**Goal**
Recast the following entries as a numbered list, omitting any blank lines.

+++ Extracted data

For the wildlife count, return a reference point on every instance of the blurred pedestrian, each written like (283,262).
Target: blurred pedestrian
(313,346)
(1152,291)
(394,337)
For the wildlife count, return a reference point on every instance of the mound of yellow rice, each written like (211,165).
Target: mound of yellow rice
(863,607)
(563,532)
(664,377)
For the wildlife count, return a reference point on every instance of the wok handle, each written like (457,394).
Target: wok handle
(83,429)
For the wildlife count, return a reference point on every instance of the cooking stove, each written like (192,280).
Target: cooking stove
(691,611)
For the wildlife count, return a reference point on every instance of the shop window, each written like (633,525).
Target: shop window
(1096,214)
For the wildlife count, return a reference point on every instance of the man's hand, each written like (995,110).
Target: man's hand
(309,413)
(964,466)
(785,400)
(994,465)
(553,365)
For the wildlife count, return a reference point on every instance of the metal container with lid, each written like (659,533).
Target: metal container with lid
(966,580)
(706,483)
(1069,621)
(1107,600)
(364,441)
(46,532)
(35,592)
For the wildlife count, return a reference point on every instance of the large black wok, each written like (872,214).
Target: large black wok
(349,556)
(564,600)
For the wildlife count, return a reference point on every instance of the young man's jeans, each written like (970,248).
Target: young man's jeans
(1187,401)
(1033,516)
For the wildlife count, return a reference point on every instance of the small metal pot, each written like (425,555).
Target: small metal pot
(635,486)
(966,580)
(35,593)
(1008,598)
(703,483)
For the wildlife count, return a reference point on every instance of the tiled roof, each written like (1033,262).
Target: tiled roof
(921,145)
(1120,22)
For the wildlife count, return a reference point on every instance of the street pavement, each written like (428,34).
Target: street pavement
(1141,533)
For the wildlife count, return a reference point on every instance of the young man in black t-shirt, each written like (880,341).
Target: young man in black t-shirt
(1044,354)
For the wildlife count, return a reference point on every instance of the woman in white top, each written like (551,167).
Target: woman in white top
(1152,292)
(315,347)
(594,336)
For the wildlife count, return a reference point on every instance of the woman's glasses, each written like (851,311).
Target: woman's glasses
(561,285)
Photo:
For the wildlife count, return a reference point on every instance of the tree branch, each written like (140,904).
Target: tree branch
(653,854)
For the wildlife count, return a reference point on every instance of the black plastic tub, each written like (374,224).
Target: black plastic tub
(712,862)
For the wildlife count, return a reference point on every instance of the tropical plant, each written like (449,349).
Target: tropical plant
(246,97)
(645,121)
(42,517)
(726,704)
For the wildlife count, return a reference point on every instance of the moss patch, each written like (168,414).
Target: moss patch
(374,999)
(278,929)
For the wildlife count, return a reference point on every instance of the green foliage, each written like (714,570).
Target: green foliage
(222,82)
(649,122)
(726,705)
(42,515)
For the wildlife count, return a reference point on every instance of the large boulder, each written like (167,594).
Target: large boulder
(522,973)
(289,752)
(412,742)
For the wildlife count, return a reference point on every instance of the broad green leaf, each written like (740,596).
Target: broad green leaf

++++++

**Solution to this problem**
1. For the wildlife count, return a reference point on every instance of the blurred pedestrian, each written like (283,262).
2. Target: blurred pedestrian
3. (313,346)
4. (1152,291)
5. (394,337)
6. For the wildlife count, return a reference point on every instance of the mound of yellow rice, each written like (211,165).
7. Target: mound of yellow rice
8. (863,607)
9. (563,532)
10. (664,377)
11. For the wildlife count, return a reference point on every instance of the wok handle, each written like (457,394).
12. Target: wok handle
13. (83,429)
14. For the wildlife count, return a reference point on every instance of the cooking stove, each written like (192,280).
15. Target: cooking stove
16. (691,611)
17. For the wildlife count, return a reference point on every instance of the shop window, each written like (633,525).
18. Target: shop window
19. (1096,214)
20. For the wildlife count, return a reference point on every instance of the man's hand, each written like (995,110).
21. Target: man's hand
22. (309,413)
23. (964,466)
24. (785,400)
25. (994,465)
26. (553,365)
27. For the wildlife count, return a reference point on every instance of the metal container with lid, each written like (659,533).
28. Target: metal container with lid
29. (966,580)
30. (706,483)
31. (1069,621)
32. (1107,600)
33. (364,441)
34. (46,532)
35. (35,592)
36. For the wildlife count, return a reference point on every instance of the large black wok, each written like (872,214).
37. Target: large black wok
38. (349,556)
39. (564,600)
40. For the wildlife count, return a reference point on every instance of the young man's jeans, each written like (970,248).
41. Target: young man's jeans
42. (1187,401)
43. (1033,516)
44. For the wildlife count, return a reference point on every instance of the small metal pot, each written like (425,555).
45. Target: small metal pot
46. (635,486)
47. (966,580)
48. (35,593)
49. (1008,598)
50. (703,483)
51. For the wildlife count, return a reference point on every instance of the tiled roof, each written like (1033,262).
52. Target: tiled roof
53. (921,145)
54. (1120,22)
55. For the wildlife count, return a reference point on every instance of the street pavement, each written like (428,34).
56. Target: street pavement
57. (1141,533)
58. For the wildlife count, return a reference point on every instance of the young man in black t-shirt, each written like (880,341).
59. Target: young man in black t-shirt
60. (1044,354)
61. For the wildlife count, return a reference point on every instance of the woman in white top, each written like (551,167).
62. Target: woman in white top
63. (1152,292)
64. (315,347)
65. (594,336)
66. For the wildlife count, return a reference point on every instance of the woman's glasses, each written like (851,311).
67. Target: woman's glasses
68. (561,285)
69. Photo:
70. For the wildlife count, return a reference point on every instance of the tree branch, each written like (140,904).
71. Target: tree branch
72. (653,854)
73. For the wildlife count, return a reference point on every instance of the black plastic tub, each written like (374,224).
74. Target: black plastic tub
75. (712,862)
76. For the wildlife count, return a reference point on every instance of the tropical plant, each written like (449,349).
77. Target: tropical plant
78. (246,97)
79. (645,121)
80. (42,517)
81. (726,704)
82. For the wildlife count, return a reference point on every instance of the moss patch, each written like (168,414).
83. Target: moss patch
84. (374,999)
85. (278,929)
86. For the wildlife count, return a reference point on every instance of the green foliage, each written like (714,570).
87. Target: green foliage
88. (222,82)
89. (649,122)
90. (726,705)
91. (42,515)
92. For the wildlife count, return a reference point on every instance of the large boulder, each written like (167,594).
93. Target: large boulder
94. (522,973)
95. (289,752)
96. (412,742)
97. For the wildlife count, return a reference point on every instance of the broad green leaf, each written like (740,596).
98. Target: broad green leaf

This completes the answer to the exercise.